* _What to produce_
Look below for the line containing "the dry grass" and the line containing "of the green"; repeat exactly those two lines and all lines between them, and nothing else.

* _Supplied records_

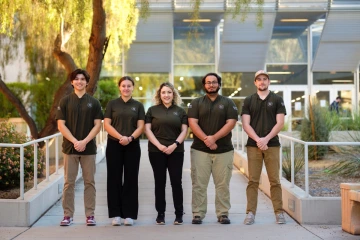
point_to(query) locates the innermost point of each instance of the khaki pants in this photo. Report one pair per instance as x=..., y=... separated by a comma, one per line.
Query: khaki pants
x=256, y=157
x=71, y=167
x=202, y=166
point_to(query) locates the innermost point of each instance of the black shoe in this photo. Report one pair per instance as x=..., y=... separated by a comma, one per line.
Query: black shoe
x=224, y=219
x=197, y=220
x=160, y=220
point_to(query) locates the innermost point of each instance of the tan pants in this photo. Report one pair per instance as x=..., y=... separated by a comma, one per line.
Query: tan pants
x=271, y=157
x=71, y=167
x=202, y=166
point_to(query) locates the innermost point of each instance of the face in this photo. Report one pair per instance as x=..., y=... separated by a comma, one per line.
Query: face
x=126, y=88
x=79, y=83
x=166, y=95
x=211, y=84
x=262, y=83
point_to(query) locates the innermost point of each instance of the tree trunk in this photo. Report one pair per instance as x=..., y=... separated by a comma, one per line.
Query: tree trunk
x=20, y=107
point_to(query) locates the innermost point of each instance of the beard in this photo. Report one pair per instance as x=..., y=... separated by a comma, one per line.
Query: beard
x=212, y=92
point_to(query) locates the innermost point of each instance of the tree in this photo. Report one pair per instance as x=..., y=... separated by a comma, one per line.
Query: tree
x=59, y=31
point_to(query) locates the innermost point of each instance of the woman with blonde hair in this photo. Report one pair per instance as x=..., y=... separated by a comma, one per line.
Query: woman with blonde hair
x=166, y=128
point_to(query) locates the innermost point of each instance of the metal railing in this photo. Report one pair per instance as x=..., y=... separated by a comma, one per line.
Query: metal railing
x=100, y=139
x=292, y=140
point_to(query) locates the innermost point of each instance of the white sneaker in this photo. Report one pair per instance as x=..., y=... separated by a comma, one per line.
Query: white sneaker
x=128, y=222
x=116, y=221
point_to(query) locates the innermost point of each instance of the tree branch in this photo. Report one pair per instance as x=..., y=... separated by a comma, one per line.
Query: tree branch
x=20, y=107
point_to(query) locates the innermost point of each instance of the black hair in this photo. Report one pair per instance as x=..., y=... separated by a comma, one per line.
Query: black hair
x=211, y=74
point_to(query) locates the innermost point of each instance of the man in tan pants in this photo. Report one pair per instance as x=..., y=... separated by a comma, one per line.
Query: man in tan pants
x=211, y=118
x=79, y=118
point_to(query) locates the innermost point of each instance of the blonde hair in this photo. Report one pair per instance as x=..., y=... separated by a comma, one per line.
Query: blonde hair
x=176, y=100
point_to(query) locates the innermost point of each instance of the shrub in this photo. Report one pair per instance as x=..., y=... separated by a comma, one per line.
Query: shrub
x=10, y=158
x=298, y=161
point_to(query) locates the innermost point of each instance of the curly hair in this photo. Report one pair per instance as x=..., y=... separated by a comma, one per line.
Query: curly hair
x=176, y=100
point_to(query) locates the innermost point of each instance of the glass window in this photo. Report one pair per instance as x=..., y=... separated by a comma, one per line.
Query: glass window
x=333, y=78
x=194, y=50
x=187, y=79
x=237, y=84
x=287, y=74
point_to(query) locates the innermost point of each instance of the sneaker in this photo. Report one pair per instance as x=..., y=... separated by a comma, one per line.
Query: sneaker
x=90, y=221
x=280, y=218
x=223, y=219
x=249, y=219
x=116, y=221
x=128, y=222
x=196, y=220
x=178, y=220
x=67, y=221
x=160, y=220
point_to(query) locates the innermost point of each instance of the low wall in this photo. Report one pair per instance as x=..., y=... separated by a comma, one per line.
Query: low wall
x=24, y=213
x=305, y=210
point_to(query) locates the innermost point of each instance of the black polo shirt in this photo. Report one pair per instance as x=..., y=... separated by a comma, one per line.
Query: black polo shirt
x=166, y=125
x=124, y=116
x=79, y=115
x=212, y=116
x=263, y=115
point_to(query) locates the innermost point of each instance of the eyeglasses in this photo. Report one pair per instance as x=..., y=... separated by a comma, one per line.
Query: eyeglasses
x=211, y=83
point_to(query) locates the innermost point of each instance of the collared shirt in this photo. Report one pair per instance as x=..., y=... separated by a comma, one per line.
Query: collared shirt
x=79, y=115
x=263, y=115
x=166, y=125
x=212, y=116
x=124, y=116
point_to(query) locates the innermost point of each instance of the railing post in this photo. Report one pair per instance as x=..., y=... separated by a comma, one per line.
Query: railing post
x=35, y=165
x=22, y=172
x=47, y=160
x=292, y=164
x=57, y=155
x=306, y=169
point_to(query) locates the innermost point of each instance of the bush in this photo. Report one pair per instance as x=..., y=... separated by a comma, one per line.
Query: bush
x=298, y=161
x=321, y=122
x=10, y=158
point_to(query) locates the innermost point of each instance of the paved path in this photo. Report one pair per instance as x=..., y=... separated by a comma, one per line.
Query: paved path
x=145, y=228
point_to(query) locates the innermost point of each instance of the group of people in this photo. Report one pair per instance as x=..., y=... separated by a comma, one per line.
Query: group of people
x=211, y=119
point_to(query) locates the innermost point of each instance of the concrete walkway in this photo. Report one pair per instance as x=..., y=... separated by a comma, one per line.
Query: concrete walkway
x=47, y=227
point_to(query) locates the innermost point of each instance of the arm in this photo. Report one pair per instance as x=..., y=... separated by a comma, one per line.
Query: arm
x=180, y=139
x=81, y=145
x=152, y=138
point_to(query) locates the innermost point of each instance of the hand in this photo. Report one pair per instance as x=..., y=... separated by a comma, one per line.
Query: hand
x=124, y=140
x=209, y=140
x=170, y=149
x=80, y=146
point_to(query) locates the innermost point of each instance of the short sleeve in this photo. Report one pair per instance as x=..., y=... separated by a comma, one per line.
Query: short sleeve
x=193, y=110
x=148, y=116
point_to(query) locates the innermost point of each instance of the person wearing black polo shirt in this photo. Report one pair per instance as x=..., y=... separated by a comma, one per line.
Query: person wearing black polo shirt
x=79, y=118
x=124, y=121
x=263, y=116
x=211, y=118
x=166, y=128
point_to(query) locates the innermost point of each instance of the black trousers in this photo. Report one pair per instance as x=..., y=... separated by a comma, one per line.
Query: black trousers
x=174, y=163
x=122, y=179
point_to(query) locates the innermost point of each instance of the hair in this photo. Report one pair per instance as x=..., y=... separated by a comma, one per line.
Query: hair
x=211, y=74
x=72, y=75
x=176, y=100
x=126, y=78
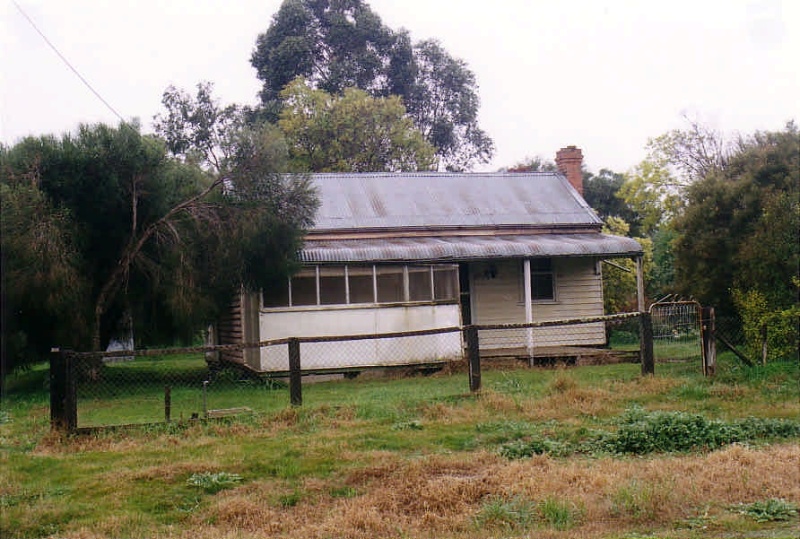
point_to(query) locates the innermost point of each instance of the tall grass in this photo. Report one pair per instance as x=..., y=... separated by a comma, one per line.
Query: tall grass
x=414, y=457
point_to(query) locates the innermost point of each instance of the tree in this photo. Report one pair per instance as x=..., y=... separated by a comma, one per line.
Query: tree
x=340, y=44
x=354, y=132
x=443, y=100
x=533, y=164
x=619, y=278
x=42, y=290
x=656, y=188
x=132, y=230
x=602, y=192
x=740, y=226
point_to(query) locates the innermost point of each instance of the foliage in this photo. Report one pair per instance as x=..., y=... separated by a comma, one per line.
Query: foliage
x=771, y=510
x=43, y=292
x=602, y=192
x=650, y=190
x=343, y=44
x=533, y=164
x=741, y=224
x=778, y=326
x=351, y=133
x=640, y=433
x=443, y=101
x=619, y=285
x=213, y=482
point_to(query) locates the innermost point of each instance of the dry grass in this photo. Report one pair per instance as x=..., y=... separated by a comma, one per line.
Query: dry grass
x=344, y=469
x=438, y=496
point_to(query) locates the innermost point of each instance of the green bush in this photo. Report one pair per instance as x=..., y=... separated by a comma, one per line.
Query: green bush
x=774, y=509
x=781, y=325
x=641, y=432
x=212, y=483
x=515, y=513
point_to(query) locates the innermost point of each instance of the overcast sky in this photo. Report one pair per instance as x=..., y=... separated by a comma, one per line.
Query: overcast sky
x=602, y=75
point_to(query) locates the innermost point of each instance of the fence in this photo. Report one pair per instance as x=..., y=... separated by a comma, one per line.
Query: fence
x=92, y=390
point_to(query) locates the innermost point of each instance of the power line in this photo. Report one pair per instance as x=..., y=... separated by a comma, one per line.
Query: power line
x=63, y=58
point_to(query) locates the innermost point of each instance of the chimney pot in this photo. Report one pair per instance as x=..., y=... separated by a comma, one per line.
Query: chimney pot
x=569, y=161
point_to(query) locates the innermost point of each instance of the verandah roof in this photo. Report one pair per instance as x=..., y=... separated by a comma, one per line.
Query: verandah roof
x=463, y=248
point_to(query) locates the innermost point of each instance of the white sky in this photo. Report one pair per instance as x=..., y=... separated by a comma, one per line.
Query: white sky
x=602, y=75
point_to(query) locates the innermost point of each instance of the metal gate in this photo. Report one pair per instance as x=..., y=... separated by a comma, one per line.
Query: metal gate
x=677, y=329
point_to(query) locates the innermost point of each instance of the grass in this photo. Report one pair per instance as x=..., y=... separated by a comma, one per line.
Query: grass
x=414, y=456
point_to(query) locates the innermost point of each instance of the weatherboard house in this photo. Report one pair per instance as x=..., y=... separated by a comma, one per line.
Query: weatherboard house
x=394, y=252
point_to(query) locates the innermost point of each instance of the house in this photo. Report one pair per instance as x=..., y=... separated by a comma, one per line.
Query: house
x=394, y=252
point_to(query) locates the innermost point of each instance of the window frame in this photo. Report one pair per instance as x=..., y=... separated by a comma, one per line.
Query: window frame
x=551, y=272
x=401, y=269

* _Output_
point_to(query) locates the innermost point of each instance of the dry grass in this photo. Report one pair per instance as x=..., y=... separated by a comma, one per line.
Query: dry grass
x=344, y=469
x=438, y=496
point_to(query) locates the innermost point of each instance of the green bush in this photo. Report one pair per instance as x=..., y=... separated by a comma, one per line.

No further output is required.